* **Problem set**
(1) From the book curses passage, list every deterrent it says book curses often invoked or included to discourage would-be thieves.
(2) Reproduce the stretch of the book curses passage from "Before printing was" through "any would-be thief." word for word.

┌─ Passage given

Chapters in the History of the Book–Book Curses.

Detail from the Lindisfarne Gospels

Detail from the Lindisfarne Gospels

This book belongs to none but me
For there’s my name inside to see.
To steal this book, if you should try,
It’s by the throat that you will hang high.
And ravens then will gather ‘bout
To find your eyes and pull them out.
And when you’re screaming “oh, oh, oh!”
Remember, you deserved this woe.
–Anonymous German scribe.

Before printing was invented, every clay tablet, scroll or book (manuscript) had to be written or copied out by hand. In order to protect such valuable and laboriously created materials, scribes would often include a few lines intended to prevent theft or damage, or even to curse those who might alter the text. These book curses often invoked the wrath of the gods, included inventive punishments or, by the Medieval period, excommunication or even anathema to discourage any would-be thief.

└─
┌─ Information provided

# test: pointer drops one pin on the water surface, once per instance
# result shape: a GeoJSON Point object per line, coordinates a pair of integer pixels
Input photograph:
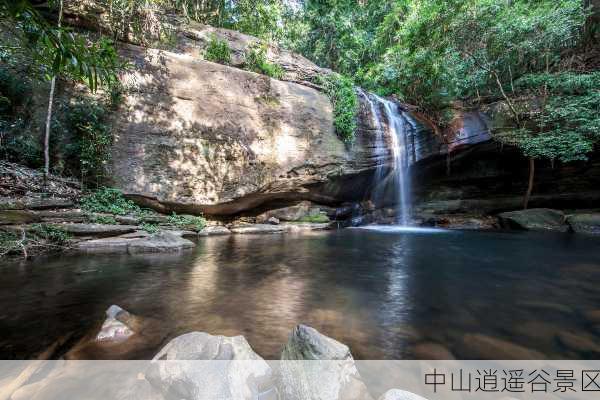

└─

* **Solutions in order**
(1)
- The wrath of the gods
- Inventive punishments
- Excommunication (by the Medieval period)
- Anathema (by the Medieval period)

(2)
Before printing was invented, every clay tablet, scroll or book (manuscript) had to be written or copied out by hand. In order to protect such valuable and laboriously created materials, scribes would often include a few lines intended to prevent theft or damage, or even to curse those who might alter the text. These book curses often invoked the wrath of the gods, included inventive punishments or, by the Medieval period, excommunication or even anathema to discourage any would-be thief.